___ QUOTED PASSAGE

For GLMs, the same idea works because grouped binomial, Poisson, and multinomial likelihoods are functions of counts and sums. For panel and DML estimators, prepare_data() creates generated regressors or cross-products before compression.

Repository Examples

The examples page condenses the existing notebooks:

Notebook	Covered material
`notebooks/introduction.ipynb`	Basic `DuckRegression`, HC1 standard errors, cluster bootstrap, multiple outcomes, Mundlak, double demeaning.
`notebooks/event_study.ipynb`	Static Mundlak specifications and dynamic event studies.
`notebooks/duckdml.ipynb`	Compressed leave-one-out DML.
`notebooks/regularized.ipynb`	Ridge compression, lambda paths, and cross-validation.

______

• **GIVEN REQUEST A**: From the compressed regression documentation, name every notebook file in the repository examples table.
• **GIVEN REQUEST B**: Carry the compressed regression documentation on from its last line with the next part.
The listing that comes after this has no connection to the text about compressed regression.

___ MATERIAL PROVIDED

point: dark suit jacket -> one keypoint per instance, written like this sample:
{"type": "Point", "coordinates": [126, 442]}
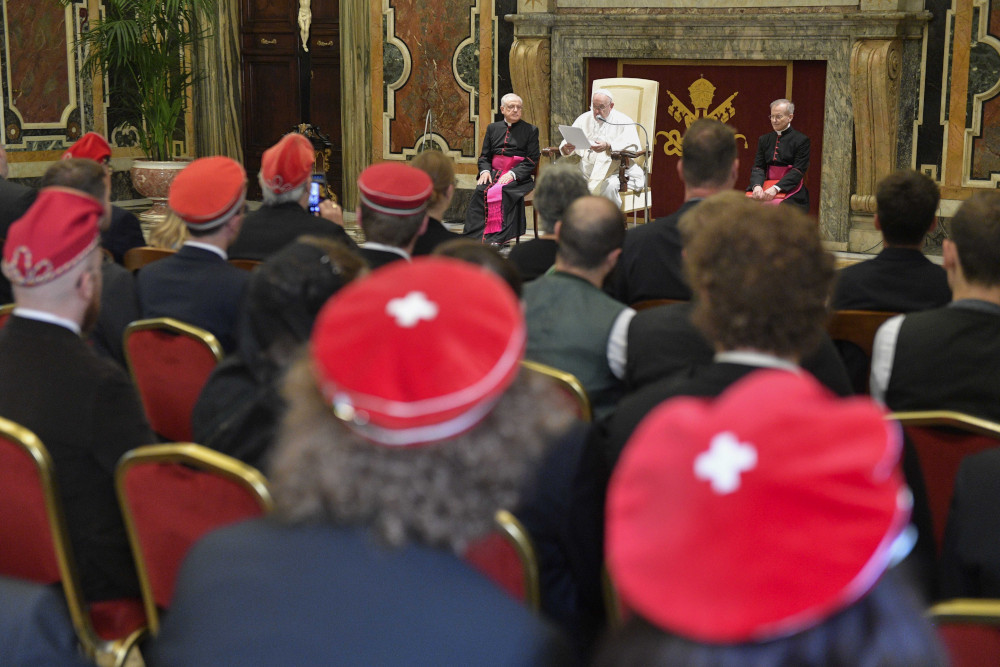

______

• **FINAL RESULT A**:
notebooks/introduction.ipynb
notebooks/event_study.ipynb
notebooks/duckdml.ipynb
notebooks/regularized.ipynb

• **FINAL RESULT B**:
`notebooks/glm.ipynb`	Logistic, Poisson, multinomial logit, and many-label Poisson decomposition.

Current Caveats

Some APIs are newer than the original linear-regression core. In the current branch, GLM bootstrap methods return empty arrays rather than implemented resampling estimators, so use fit_vcov() for GLM model-based covariance and keep n_bootstraps=0 unless the bootstrap path is updated.

DuckRidge intentionally leaves bootstrap standard errors unimplemented. Ridge inference needs a separate bias and regularization-aware treatment.